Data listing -
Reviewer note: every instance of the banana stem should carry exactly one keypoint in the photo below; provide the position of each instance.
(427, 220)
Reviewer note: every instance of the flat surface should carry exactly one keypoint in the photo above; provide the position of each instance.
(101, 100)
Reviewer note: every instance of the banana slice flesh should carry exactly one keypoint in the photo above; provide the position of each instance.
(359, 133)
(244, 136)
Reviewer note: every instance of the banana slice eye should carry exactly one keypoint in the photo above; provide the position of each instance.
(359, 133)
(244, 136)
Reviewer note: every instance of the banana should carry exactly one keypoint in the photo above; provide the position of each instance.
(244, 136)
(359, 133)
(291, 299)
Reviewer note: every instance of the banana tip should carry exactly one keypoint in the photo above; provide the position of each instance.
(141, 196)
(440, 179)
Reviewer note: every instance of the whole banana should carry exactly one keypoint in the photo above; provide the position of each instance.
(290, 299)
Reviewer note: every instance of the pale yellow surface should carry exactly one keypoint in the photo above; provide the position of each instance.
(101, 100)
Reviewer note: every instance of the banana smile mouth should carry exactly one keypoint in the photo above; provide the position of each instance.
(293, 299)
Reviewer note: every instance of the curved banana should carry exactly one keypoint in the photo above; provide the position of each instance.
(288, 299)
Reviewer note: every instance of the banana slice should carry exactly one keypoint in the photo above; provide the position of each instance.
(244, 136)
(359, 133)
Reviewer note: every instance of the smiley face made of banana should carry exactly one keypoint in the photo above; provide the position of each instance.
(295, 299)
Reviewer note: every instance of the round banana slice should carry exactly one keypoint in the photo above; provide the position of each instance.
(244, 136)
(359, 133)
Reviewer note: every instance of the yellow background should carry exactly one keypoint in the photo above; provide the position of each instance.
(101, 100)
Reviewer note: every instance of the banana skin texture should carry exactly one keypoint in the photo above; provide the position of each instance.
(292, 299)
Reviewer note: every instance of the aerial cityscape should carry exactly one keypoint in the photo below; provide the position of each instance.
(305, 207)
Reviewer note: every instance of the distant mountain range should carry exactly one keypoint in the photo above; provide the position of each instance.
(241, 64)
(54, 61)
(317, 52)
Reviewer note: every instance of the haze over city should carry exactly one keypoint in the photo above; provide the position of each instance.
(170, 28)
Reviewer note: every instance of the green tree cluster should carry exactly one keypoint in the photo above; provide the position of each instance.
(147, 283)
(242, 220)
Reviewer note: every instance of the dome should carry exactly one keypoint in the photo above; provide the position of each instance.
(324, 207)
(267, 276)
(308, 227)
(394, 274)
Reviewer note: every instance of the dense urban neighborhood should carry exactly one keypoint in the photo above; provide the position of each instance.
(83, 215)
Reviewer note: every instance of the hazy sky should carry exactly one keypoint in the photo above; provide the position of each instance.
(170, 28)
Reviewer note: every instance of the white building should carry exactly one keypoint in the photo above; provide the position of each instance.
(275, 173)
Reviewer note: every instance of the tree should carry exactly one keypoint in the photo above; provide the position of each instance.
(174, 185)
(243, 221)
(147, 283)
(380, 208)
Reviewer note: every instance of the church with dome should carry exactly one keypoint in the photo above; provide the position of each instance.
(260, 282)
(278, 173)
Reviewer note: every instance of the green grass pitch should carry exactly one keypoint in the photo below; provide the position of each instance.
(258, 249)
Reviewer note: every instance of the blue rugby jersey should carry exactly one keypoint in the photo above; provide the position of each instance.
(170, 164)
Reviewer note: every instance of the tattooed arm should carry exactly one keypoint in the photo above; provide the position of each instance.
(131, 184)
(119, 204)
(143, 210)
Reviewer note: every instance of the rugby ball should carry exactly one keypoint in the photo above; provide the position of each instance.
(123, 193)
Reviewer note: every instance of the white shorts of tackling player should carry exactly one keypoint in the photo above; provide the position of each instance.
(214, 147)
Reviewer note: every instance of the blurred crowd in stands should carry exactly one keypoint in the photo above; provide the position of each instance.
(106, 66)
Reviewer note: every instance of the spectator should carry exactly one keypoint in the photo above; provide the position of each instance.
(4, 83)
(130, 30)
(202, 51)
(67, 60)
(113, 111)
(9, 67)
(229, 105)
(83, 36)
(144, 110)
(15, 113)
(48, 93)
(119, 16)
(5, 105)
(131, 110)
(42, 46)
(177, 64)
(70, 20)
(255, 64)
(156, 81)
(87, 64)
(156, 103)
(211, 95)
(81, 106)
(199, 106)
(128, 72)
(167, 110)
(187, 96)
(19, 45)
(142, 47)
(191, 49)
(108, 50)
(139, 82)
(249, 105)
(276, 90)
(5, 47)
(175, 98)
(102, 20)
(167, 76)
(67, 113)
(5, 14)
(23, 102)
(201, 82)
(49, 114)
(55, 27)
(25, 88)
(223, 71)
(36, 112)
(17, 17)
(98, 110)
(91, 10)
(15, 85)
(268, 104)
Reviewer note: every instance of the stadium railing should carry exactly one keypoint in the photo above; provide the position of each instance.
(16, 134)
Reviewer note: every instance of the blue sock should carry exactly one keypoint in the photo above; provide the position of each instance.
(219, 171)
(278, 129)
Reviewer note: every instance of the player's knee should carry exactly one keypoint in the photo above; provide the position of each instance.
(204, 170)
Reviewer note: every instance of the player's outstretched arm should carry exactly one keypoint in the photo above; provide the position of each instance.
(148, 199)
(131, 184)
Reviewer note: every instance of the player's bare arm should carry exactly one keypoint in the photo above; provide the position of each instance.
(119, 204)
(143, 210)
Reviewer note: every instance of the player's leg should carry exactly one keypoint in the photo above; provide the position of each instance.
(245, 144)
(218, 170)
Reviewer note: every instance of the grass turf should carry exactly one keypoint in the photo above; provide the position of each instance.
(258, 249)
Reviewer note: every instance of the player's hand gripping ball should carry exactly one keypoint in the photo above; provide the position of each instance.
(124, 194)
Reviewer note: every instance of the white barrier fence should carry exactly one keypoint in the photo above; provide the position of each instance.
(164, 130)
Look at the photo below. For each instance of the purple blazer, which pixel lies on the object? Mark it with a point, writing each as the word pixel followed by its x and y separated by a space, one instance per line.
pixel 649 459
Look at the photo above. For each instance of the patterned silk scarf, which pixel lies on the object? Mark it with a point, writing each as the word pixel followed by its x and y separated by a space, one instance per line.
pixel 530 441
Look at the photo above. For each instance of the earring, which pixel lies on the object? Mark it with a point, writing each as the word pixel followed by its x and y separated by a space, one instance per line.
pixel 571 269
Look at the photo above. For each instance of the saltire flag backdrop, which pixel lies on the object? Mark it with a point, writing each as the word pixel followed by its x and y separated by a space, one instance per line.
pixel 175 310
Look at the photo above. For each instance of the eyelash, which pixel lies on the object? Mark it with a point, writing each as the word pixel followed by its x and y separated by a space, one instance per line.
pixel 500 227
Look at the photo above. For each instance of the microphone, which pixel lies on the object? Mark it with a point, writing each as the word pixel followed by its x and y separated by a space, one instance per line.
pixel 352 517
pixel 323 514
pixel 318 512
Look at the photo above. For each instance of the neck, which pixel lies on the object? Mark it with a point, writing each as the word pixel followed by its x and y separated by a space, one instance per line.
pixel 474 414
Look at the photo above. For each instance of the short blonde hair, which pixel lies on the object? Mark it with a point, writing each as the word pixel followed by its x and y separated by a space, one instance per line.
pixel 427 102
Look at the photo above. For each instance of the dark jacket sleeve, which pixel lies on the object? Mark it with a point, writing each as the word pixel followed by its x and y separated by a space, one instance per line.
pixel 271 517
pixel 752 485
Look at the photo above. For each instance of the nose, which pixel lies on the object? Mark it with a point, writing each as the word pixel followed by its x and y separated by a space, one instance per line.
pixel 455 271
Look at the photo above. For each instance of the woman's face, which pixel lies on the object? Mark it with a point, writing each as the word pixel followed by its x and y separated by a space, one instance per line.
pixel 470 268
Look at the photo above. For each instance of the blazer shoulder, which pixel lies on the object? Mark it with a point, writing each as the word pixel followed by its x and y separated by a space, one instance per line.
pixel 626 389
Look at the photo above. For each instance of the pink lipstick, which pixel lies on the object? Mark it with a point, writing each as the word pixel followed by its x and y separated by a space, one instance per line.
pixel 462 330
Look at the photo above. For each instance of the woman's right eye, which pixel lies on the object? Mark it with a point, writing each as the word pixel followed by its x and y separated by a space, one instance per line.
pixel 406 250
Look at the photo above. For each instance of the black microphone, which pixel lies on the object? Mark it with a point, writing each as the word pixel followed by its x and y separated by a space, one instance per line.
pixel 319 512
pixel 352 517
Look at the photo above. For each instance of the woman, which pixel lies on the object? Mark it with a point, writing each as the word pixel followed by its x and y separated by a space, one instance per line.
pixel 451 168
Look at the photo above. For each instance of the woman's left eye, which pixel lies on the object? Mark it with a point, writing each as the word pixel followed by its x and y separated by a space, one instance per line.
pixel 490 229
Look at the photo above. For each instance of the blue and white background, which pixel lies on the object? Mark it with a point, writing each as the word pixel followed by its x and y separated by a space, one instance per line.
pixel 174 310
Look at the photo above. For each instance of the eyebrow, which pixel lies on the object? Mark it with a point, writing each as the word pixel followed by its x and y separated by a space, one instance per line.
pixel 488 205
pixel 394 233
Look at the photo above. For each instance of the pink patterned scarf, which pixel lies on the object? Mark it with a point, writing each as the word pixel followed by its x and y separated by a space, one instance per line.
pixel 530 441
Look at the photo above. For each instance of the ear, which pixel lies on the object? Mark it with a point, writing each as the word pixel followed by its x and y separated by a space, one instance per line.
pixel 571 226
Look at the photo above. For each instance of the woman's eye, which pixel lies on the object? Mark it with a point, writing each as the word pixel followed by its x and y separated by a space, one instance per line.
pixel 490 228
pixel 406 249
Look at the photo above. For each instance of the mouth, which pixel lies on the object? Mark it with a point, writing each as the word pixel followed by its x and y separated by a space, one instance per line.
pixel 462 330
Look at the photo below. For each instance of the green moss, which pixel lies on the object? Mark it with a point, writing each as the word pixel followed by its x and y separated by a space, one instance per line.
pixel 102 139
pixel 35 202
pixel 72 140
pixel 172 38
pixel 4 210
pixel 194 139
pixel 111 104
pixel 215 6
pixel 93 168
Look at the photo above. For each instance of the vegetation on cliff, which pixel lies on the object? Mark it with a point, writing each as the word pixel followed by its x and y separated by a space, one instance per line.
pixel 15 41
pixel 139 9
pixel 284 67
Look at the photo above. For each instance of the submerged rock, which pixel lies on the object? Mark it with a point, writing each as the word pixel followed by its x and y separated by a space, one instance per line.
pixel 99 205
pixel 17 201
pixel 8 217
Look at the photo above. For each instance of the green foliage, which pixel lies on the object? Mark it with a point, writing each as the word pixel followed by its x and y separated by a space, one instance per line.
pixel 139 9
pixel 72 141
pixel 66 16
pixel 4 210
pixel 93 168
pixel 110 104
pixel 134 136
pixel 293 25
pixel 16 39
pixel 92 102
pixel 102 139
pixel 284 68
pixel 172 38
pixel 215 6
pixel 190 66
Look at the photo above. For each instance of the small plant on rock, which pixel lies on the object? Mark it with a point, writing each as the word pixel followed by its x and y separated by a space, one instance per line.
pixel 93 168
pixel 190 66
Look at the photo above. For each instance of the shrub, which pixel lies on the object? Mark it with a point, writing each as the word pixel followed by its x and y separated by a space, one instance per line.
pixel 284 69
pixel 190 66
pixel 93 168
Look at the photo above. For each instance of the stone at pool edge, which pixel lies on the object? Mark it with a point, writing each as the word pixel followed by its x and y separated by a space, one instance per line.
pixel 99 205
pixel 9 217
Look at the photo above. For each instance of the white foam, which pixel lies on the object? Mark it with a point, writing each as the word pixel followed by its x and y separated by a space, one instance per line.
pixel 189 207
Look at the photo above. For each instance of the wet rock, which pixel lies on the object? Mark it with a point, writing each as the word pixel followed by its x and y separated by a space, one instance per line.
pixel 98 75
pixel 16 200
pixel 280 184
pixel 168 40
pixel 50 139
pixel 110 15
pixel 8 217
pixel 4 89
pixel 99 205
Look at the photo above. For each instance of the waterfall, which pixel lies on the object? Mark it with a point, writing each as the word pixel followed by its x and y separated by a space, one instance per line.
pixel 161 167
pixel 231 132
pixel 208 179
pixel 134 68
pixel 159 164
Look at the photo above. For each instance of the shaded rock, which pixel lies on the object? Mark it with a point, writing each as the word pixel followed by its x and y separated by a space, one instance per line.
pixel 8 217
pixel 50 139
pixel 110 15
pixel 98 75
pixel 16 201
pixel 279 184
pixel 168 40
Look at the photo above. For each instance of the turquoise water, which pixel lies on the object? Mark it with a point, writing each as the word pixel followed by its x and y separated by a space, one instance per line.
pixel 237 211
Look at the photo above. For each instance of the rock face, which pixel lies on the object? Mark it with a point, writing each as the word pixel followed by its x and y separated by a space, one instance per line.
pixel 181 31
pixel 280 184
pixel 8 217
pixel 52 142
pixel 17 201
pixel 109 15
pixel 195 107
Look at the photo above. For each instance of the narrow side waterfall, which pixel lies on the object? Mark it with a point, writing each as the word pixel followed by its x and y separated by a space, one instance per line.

YOUR INSTRUCTIONS - Copy word for word the part of the items that begins with the line containing "the shrub, which" and ends with the line containing "pixel 189 207", including both of those lines.

RIGHT ANSWER -
Look at the photo above. For each instance of the shrub, which pixel lies on the object? Mark it with a point, writing each as the word pixel followed by its x and y separated by a space, one instance per line.
pixel 284 69
pixel 190 66
pixel 93 168
Look at the photo above. For each instance of the stone at pool edge, which pixel lies on the object? Mark it with a point, writing each as the word pixel followed by its x and y separated by a space, one instance per line.
pixel 99 205
pixel 9 217
Look at the photo above. For each instance of the white foam, which pixel lies on the object? Mark it with a point, writing each as the word pixel followed by its x and y separated by a space, one instance per line.
pixel 189 207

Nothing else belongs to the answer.